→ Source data

- - - - -

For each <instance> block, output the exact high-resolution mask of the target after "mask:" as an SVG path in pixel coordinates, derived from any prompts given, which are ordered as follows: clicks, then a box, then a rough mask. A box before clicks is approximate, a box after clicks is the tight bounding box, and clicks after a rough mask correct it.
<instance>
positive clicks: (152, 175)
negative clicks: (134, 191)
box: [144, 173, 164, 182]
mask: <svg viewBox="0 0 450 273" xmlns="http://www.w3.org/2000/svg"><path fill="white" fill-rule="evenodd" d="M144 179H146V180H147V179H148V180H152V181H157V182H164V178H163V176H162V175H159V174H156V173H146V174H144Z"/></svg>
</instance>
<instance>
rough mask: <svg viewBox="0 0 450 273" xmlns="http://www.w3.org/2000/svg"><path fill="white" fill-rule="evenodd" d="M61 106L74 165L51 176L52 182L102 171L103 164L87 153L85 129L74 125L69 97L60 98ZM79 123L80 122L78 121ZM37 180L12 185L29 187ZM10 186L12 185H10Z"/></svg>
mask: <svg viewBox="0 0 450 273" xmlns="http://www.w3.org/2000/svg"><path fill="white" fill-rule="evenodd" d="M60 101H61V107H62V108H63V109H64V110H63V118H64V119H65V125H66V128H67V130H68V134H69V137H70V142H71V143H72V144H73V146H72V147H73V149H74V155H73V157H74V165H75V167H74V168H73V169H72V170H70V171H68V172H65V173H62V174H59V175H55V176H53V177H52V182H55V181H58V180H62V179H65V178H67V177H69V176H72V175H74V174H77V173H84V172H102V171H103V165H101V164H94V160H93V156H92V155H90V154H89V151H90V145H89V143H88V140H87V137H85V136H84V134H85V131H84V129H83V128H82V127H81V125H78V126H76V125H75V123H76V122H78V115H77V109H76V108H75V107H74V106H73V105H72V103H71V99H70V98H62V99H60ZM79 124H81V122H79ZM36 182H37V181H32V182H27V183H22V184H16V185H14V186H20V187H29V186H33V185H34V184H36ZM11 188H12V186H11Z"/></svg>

- - - - -

→ GOAL OF THE EXERCISE
Return every line from the entries above that includes the word "instance".

→ WRITTEN REPLY
For each <instance> block, output the exact high-resolution mask of the target after "mask:" as an SVG path in pixel coordinates, derived from any prompts given, which are ordered as follows: clicks, then a box, then a rough mask. A box before clicks is approximate, a box after clicks is the tight bounding box, and clicks after a rough mask correct it.
<instance>
</instance>
<instance>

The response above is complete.